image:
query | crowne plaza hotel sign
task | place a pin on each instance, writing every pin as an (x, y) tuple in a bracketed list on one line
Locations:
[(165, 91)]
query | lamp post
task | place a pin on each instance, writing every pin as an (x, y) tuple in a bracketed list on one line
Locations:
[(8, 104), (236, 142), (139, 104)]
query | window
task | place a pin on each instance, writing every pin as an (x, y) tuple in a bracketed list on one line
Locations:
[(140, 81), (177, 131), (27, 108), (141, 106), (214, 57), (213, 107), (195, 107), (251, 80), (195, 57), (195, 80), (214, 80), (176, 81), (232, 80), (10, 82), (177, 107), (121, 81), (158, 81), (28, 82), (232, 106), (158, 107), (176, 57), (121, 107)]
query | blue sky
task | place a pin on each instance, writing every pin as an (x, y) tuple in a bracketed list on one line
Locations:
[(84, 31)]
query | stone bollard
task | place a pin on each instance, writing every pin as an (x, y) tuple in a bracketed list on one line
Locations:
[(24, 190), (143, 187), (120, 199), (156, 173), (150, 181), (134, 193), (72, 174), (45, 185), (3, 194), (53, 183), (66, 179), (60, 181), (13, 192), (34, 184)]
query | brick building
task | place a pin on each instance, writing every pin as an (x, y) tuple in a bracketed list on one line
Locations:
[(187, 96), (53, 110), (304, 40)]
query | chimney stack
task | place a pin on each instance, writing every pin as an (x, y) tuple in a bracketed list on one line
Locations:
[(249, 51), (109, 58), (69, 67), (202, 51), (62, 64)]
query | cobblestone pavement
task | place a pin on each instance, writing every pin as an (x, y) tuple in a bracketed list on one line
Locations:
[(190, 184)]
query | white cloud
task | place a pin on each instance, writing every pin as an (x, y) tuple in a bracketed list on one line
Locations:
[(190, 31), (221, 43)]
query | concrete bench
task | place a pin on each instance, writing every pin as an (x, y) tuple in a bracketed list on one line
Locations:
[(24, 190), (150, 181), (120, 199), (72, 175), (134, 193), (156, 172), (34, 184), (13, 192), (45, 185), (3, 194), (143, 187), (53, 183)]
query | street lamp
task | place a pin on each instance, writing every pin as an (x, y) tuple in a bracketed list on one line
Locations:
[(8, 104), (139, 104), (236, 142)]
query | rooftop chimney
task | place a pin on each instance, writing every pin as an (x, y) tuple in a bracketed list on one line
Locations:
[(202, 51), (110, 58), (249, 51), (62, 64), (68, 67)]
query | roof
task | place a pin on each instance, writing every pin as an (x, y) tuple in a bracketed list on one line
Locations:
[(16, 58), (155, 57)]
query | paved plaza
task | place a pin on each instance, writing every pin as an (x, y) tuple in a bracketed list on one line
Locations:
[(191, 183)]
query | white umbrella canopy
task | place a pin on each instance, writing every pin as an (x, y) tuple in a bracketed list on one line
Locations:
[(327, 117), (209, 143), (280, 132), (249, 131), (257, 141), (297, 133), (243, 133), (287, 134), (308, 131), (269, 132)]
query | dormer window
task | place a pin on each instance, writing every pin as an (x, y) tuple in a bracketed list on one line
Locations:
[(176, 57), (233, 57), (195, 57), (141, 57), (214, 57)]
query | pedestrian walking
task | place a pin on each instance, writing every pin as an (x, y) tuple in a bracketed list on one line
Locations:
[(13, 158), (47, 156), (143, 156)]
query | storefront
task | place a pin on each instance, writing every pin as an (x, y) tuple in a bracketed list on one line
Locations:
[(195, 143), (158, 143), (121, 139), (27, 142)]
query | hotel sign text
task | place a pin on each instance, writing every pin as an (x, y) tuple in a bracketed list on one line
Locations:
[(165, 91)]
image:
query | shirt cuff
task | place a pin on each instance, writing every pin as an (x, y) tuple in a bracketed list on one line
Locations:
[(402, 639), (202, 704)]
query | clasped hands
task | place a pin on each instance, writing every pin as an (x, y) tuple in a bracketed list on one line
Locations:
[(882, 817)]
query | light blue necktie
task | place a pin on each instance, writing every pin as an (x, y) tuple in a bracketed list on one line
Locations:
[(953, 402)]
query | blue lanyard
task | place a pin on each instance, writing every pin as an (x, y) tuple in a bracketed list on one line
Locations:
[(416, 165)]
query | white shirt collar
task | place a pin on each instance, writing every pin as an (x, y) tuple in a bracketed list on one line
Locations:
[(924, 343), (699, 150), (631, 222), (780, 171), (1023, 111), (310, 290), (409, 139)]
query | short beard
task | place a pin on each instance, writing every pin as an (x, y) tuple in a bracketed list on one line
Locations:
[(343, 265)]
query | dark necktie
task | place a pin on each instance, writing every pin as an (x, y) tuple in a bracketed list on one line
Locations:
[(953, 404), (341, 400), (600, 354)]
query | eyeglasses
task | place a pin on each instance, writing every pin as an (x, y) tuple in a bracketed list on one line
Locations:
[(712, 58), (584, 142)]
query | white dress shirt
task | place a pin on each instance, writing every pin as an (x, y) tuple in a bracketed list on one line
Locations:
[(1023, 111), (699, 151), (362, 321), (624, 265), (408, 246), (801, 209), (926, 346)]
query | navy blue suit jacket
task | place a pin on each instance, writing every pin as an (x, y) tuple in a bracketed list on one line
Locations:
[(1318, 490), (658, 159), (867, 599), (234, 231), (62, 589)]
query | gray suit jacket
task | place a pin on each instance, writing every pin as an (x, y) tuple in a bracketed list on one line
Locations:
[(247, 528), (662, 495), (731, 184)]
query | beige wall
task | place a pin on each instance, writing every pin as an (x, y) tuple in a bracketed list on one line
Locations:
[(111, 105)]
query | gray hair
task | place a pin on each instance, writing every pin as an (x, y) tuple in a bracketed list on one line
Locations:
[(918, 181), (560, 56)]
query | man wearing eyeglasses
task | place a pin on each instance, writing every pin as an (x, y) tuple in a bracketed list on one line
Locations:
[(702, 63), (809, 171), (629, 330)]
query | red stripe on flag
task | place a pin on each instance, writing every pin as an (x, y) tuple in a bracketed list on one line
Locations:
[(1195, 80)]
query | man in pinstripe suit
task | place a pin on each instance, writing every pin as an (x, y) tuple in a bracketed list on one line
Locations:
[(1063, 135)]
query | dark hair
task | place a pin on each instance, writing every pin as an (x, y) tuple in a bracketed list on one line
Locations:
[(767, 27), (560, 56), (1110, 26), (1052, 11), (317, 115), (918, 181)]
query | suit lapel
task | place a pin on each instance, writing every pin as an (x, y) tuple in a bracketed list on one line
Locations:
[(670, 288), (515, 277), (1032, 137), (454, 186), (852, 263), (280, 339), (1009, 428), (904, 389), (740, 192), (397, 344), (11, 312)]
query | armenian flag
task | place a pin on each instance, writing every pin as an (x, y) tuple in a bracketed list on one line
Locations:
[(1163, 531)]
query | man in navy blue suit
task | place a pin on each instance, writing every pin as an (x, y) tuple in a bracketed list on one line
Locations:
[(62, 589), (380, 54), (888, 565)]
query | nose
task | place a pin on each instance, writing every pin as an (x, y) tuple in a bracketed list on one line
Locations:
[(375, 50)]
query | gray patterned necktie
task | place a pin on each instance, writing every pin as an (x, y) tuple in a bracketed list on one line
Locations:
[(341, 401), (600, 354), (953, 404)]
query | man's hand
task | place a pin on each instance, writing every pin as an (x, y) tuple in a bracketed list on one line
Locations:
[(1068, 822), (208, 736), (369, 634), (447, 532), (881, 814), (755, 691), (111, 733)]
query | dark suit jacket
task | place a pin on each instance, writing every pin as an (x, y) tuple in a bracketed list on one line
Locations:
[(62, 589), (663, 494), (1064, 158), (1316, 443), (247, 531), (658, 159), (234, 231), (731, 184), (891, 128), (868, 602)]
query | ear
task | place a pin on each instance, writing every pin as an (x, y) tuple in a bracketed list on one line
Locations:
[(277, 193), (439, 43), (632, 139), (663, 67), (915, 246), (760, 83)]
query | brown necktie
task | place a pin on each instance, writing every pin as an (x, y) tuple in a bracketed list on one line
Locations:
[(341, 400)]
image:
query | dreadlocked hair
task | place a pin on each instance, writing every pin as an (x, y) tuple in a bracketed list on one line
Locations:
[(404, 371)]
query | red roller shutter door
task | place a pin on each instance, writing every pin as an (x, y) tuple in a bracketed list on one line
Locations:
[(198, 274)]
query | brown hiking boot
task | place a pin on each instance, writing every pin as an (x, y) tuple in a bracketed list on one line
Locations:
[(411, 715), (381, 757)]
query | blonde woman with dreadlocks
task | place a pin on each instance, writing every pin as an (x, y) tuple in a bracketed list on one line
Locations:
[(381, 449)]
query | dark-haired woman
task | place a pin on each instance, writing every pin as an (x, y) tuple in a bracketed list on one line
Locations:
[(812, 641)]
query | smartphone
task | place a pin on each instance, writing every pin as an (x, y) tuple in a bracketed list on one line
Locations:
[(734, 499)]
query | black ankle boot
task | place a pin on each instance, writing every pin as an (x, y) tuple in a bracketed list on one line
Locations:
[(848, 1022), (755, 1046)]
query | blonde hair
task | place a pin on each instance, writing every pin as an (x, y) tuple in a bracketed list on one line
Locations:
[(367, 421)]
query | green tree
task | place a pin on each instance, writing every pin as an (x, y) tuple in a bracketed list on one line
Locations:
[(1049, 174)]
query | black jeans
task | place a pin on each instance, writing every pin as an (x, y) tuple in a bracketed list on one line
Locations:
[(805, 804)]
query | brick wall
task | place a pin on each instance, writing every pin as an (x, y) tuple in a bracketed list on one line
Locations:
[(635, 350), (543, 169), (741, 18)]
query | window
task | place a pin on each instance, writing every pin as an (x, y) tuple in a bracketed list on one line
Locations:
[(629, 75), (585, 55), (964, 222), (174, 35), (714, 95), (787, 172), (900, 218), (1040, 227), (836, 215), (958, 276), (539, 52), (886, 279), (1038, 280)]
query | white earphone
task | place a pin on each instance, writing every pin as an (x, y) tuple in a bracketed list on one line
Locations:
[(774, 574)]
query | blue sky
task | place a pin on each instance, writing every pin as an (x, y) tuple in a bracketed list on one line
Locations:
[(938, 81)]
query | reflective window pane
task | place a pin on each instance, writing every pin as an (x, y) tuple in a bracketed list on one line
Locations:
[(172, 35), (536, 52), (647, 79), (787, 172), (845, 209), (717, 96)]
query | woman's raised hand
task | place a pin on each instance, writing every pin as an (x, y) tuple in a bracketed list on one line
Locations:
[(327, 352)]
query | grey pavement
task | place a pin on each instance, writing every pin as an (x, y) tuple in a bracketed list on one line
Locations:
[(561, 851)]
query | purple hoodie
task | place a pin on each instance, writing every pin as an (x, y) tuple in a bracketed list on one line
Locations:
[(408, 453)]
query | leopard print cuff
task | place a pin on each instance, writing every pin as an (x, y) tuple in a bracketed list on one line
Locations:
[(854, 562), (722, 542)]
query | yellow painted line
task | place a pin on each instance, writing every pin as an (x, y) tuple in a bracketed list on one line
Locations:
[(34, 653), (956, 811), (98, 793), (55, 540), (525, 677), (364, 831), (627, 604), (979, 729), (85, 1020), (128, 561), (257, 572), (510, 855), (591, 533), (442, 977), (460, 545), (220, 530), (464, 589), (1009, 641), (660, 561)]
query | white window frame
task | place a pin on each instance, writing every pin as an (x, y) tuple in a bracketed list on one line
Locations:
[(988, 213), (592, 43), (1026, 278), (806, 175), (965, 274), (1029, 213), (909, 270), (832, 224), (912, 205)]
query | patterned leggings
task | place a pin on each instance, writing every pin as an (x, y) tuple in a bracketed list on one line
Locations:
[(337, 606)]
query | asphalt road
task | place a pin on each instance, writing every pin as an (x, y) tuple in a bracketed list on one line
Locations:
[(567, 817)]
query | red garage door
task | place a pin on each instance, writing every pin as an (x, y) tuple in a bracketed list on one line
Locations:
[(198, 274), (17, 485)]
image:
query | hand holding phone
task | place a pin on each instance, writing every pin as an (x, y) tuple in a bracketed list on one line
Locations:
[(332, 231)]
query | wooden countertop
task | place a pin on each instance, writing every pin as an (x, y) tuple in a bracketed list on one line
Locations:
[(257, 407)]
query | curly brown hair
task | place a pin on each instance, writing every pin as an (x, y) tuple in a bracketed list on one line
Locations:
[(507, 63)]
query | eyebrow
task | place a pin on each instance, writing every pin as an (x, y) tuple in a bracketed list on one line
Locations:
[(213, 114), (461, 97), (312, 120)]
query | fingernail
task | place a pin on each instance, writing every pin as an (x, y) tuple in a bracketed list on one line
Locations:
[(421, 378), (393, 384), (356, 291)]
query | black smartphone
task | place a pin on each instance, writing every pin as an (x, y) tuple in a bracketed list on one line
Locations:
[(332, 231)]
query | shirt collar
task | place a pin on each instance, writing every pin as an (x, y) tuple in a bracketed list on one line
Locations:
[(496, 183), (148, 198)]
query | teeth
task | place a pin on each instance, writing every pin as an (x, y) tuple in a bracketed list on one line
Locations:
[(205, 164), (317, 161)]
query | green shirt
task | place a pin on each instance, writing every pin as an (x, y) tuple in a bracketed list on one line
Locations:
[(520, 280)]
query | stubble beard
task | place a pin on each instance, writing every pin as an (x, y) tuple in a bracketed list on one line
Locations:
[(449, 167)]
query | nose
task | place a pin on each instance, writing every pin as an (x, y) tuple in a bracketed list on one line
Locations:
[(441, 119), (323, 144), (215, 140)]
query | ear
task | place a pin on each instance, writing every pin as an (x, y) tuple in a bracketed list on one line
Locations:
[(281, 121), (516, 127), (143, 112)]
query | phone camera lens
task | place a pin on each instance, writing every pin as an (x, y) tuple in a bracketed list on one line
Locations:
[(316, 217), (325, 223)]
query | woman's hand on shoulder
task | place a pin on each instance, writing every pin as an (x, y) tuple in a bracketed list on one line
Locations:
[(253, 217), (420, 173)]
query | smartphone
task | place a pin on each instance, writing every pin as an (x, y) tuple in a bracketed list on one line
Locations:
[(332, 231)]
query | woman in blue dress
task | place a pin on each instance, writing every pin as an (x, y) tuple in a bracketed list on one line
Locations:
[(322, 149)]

§ **Directions**:
Lines of the listing above that hold the string "brick" should each be copied.

§ **Response to this exercise**:
query | brick building
query | brick wall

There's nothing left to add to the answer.